■ İnceleme metni ■
Alabildiğine huzur dolu bir yolun, hak bezeli kısmından ilerliyorum. Bu yol ilim irfan yolu, düştüğüm yollarının yordamını seviyorum. Gözlere değil, sözlere geliyorum. Gizine erdiğin yaşamının sözlerinden, kendime insan olma adına yeni yollar çiziyorum. Mevsimlerin çeşitliliğinde gönlün öyle geniş öyle sınırsız; zemherin yaza, şiirlerin saza dökülür. Sararmış yaprakların dalda toprağa düşer, karışıp toprağa tohumlarını besler, büyütür. Yollarındayım, sabahın ilk saatleri güneşle güne merhaba diyorum. Erken kalkan yol alır, yol alan hedeflerine ulaşmada başarılı olur biliyorum.
Bir hedefin beklentisiz, bir inancın vaatsiz itikatında meçhulde olanlar değildir gerçeği görenler. Gönül gözüm açık, tüm yaşamı, yaşatılanları görmeye gayret ediyorum. Bu tam da anda gördüklerini, yaşadıklarını yorumlayıp hatalarını azaltan, kusurlarından diğerlerine üstünlük çıkaran, ermiş cesaretinde bir yüreğin hiçliği seziyorum. Hiçlikten bahis olmayan önemsizlik değil, varlığımı nefes aldığını da bilerek kıymetsiz bir zerreyle eş tutuyorum. İşte bu noktadan gerçeğin sırrına azda olsa eriyorum. Gerçek; gizeme bürünmüş yaşamdan sonraki iki seçenekli vaadin, insan için güzellikler dolu olduğu söylenen kısmının ardına sığınıp, hataların tövbeyle geçiştirileceğinden çok uzakta bir yer bilmeni istiyorum.

■ Veri kümesinden kesitler ■
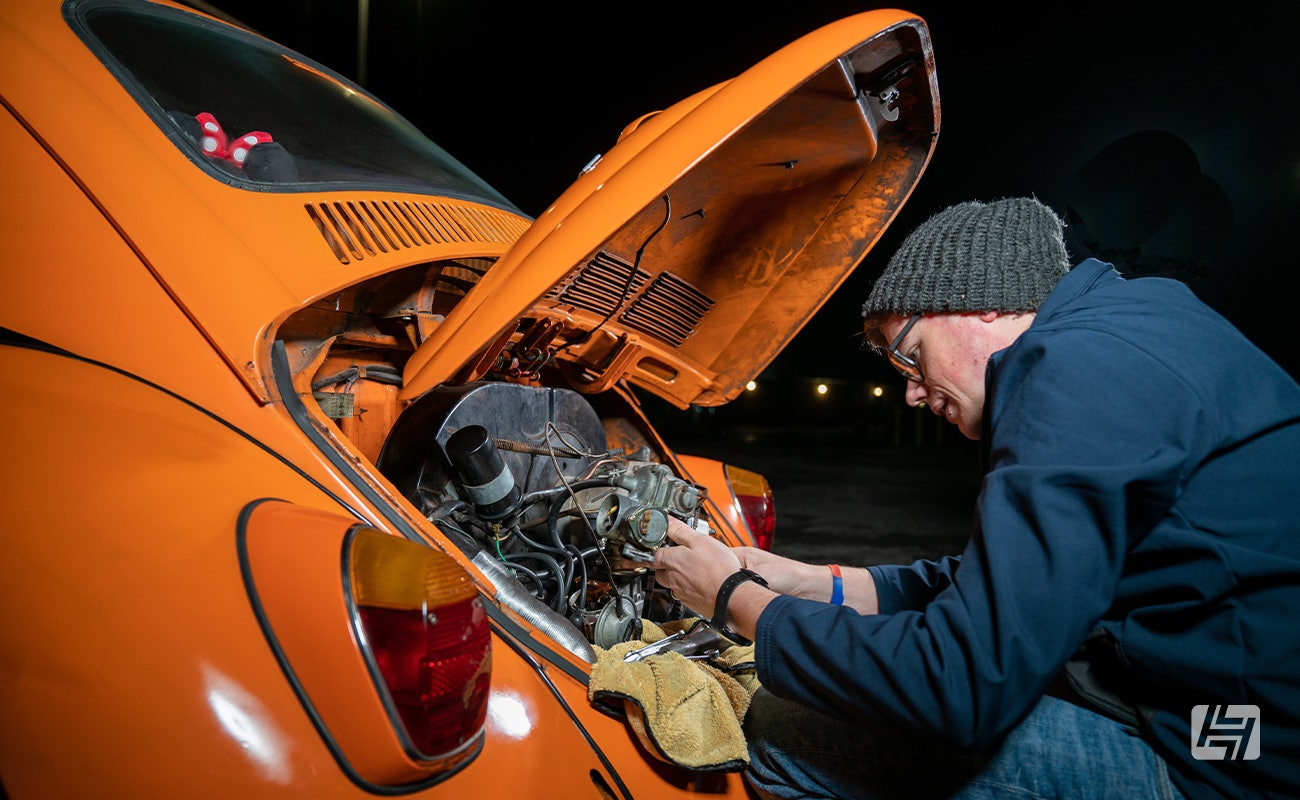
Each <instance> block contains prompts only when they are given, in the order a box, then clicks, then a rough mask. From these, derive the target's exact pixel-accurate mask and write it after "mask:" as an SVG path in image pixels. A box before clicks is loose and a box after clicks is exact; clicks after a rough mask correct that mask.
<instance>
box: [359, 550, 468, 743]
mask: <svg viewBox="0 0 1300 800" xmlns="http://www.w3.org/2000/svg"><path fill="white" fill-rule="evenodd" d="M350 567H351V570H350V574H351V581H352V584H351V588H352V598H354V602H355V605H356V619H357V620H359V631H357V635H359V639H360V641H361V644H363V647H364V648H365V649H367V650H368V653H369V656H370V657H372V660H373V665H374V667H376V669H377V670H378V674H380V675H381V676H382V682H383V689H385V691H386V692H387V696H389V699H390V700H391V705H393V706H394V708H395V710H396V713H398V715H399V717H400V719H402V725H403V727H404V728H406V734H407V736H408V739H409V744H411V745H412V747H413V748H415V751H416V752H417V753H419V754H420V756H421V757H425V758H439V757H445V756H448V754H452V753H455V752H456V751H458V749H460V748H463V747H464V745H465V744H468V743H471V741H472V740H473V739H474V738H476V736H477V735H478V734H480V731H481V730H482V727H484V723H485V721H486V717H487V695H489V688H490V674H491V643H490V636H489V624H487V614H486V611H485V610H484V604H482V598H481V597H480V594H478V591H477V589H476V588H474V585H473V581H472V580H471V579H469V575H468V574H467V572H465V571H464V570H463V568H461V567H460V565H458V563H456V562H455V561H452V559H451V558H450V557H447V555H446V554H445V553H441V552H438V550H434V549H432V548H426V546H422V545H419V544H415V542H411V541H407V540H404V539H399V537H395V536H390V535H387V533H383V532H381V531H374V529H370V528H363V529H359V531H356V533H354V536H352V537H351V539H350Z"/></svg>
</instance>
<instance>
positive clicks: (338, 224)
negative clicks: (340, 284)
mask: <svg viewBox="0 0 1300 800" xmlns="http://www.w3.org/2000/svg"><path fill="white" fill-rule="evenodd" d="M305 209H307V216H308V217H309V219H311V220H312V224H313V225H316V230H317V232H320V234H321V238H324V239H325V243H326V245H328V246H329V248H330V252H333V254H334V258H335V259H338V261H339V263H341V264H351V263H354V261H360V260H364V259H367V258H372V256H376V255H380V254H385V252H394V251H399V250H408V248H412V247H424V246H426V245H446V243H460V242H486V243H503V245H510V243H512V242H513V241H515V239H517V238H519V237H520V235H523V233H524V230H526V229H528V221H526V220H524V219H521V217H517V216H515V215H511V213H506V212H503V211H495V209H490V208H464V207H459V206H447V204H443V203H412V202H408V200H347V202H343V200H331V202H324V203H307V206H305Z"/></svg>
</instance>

■ Yapılacak görevler ■
[a] İnceleme metnine göre anlatıcının üzerinde ilerlediği yol hangi yoldur?
[b] İnceleme metninde "Alabildiğine huzur dolu" sözleriyle başlayıp "başarılı olur biliyorum." sözleriyle biten kısmı olduğu gibi aktarın.
Bu kayıtlar başka bir kaynaktan alınmıştır.

■ Görev sonuçları ■
[a] İlim irfan yolu.

[b]
Alabildiğine huzur dolu bir yolun, hak bezeli kısmından ilerliyorum. Bu yol ilim irfan yolu, düştüğüm yollarının yordamını seviyorum. Gözlere değil, sözlere geliyorum. Gizine erdiğin yaşamının sözlerinden, kendime insan olma adına yeni yollar çiziyorum. Mevsimlerin çeşitliliğinde gönlün öyle geniş öyle sınırsız; zemherin yaza, şiirlerin saza dökülür. Sararmış yaprakların dalda toprağa düşer, karışıp toprağa tohumlarını besler, büyütür. Yollarındayım, sabahın ilk saatleri güneşle güne merhaba diyorum. Erken kalkan yol alır, yol alan hedeflerine ulaşmada başarılı olur biliyorum.